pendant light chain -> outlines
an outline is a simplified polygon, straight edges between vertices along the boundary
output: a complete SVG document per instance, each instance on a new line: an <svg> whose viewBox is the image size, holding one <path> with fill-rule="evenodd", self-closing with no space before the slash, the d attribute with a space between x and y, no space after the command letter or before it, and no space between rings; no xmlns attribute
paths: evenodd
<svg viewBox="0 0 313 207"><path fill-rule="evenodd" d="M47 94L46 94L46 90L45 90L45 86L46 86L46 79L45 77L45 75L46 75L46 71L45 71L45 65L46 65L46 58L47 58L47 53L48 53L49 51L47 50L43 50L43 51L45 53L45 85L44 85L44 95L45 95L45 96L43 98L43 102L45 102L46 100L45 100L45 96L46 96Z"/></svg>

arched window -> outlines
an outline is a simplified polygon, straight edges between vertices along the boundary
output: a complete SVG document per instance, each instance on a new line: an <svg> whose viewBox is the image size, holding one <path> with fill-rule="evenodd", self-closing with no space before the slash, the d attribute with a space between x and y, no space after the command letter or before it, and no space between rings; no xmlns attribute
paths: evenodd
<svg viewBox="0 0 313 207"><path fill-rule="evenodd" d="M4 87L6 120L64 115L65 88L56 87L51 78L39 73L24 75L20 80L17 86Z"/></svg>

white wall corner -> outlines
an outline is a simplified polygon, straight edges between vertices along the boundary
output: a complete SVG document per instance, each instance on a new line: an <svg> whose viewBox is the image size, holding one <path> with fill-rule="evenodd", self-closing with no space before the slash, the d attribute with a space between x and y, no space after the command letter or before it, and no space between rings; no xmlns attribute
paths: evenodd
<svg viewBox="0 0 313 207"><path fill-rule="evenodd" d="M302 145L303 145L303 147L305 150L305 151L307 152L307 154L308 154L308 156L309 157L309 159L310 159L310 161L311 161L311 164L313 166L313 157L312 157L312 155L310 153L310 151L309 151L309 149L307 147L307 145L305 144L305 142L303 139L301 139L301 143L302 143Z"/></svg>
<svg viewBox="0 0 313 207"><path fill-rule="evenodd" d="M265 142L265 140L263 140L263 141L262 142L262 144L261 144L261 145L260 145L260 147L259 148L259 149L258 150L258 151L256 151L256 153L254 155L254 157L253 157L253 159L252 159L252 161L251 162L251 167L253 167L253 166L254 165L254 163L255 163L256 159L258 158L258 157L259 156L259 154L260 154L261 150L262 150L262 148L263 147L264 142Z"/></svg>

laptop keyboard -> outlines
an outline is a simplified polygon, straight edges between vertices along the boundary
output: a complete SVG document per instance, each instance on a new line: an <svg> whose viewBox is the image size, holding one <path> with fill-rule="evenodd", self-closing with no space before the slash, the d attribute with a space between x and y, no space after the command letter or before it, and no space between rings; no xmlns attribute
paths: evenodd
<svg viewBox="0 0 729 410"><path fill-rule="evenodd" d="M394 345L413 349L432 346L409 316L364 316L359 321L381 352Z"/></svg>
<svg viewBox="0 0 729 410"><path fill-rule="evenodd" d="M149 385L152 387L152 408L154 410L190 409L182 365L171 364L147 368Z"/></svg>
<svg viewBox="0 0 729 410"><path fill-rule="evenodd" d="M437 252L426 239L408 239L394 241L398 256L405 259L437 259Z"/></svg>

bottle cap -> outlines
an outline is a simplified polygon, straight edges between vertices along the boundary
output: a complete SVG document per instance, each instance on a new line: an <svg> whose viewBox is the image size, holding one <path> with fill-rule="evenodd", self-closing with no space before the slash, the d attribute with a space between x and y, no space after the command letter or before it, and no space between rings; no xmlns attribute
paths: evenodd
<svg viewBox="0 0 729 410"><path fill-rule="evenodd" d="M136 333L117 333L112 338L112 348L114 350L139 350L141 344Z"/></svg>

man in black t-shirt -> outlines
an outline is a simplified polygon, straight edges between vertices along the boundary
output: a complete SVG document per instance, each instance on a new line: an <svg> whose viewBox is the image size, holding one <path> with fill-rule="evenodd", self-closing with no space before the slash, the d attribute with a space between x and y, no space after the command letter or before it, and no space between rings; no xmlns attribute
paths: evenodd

____________________

**YOUR GOAL**
Update all the entries above by replacing every occurrence of "simplified polygon" with "reduced polygon", leaving everything else unchanged.

**TASK OUTPUT**
pendant light chain -> outlines
an outline is a reduced polygon, straight edges between vertices along the boundary
output: a complete SVG document per instance, each instance on a new line: an <svg> whose viewBox is the image size, holding one <path> with fill-rule="evenodd", self-closing with no space before the slash, the d attribute with a space between x and y, no space after the command letter or before it, and no space between rings; no xmlns attribute
paths: evenodd
<svg viewBox="0 0 313 207"><path fill-rule="evenodd" d="M47 94L46 94L46 90L45 90L45 86L46 86L46 79L45 77L45 75L46 75L46 71L45 71L45 65L46 65L46 58L47 58L47 53L48 53L49 51L47 50L43 50L43 51L45 53L45 85L44 85L44 95L45 95L45 96L43 98L43 102L45 102L46 100L45 100L45 96L46 96Z"/></svg>

arched window -> outlines
an outline is a reduced polygon, straight edges between vertices along the boundary
output: a complete SVG document per instance, each instance on a new line: an <svg> whose viewBox is the image size, holding one <path> with fill-rule="evenodd", self-closing with no space before the slash, the d attribute with a space between x and y, no space after the command letter or before it, and no space between rings; no xmlns attribute
paths: evenodd
<svg viewBox="0 0 313 207"><path fill-rule="evenodd" d="M4 87L6 120L64 115L65 88L56 87L51 78L39 73L24 75L20 80L17 86Z"/></svg>

white wall corner -> outlines
an outline is a reduced polygon, straight edges between vertices along the boundary
output: a complete SVG document per instance, each instance on a new line: an <svg> whose viewBox is the image size, holding one <path> with fill-rule="evenodd", self-closing with no space before the slash, the d attribute with a space between x and y, no space after the command letter or before it, and no space between rings; no xmlns attribute
paths: evenodd
<svg viewBox="0 0 313 207"><path fill-rule="evenodd" d="M302 145L303 145L303 147L305 150L305 151L307 152L307 154L308 154L308 156L309 157L309 159L310 159L310 161L311 161L311 164L313 166L313 157L312 157L312 155L310 153L310 151L309 151L309 149L307 147L307 145L305 144L305 142L303 139L301 139L301 143L302 143Z"/></svg>
<svg viewBox="0 0 313 207"><path fill-rule="evenodd" d="M265 142L265 140L263 140L263 141L262 142L262 144L261 144L261 145L260 145L260 147L259 148L259 149L258 150L258 151L256 151L256 153L254 155L254 157L253 157L253 159L252 159L252 161L251 162L251 167L253 167L253 166L254 165L254 163L255 163L256 159L258 158L258 157L259 156L259 154L260 154L261 150L262 150L262 148L263 147L264 142Z"/></svg>

laptop keyboard -> outlines
an outline is a reduced polygon, straight edges between vertices along the boundary
output: a complete SVG document per instance, each instance on a new line: an <svg> whose viewBox is the image size, holding one <path> with fill-rule="evenodd", self-closing with no space before the slash, the d attribute with a space between x and y, no space after the command letter or before it, and no space between rings; no xmlns attribute
paths: evenodd
<svg viewBox="0 0 729 410"><path fill-rule="evenodd" d="M394 345L413 349L432 346L409 316L364 316L359 321L381 352Z"/></svg>
<svg viewBox="0 0 729 410"><path fill-rule="evenodd" d="M149 385L152 387L152 408L154 410L190 409L182 365L171 364L147 368Z"/></svg>
<svg viewBox="0 0 729 410"><path fill-rule="evenodd" d="M437 252L426 239L408 239L394 241L398 256L405 259L437 259Z"/></svg>

bottle cap -> outlines
an outline is a reduced polygon, straight edges between vertices along the boundary
output: a complete SVG document per instance, each instance on a new line: an <svg> whose viewBox is the image size, holding one <path> with fill-rule="evenodd", self-closing with no space before the slash, the d attribute with a space between x and y, no space after the command letter or before it, and no space between rings; no xmlns attribute
paths: evenodd
<svg viewBox="0 0 729 410"><path fill-rule="evenodd" d="M136 333L117 333L112 338L112 348L114 350L139 350L141 344Z"/></svg>

man in black t-shirt -> outlines
an outline is a reduced polygon, straight edges between vertices along the boundary
output: a complete SVG document per instance, each instance on a new line: an <svg> whose viewBox is the image size, holding one <path> with fill-rule="evenodd", self-closing with no space before the slash, the d attribute with a space between x and y, no space after the command letter or before it, and no space between rings; no xmlns attribute
paths: evenodd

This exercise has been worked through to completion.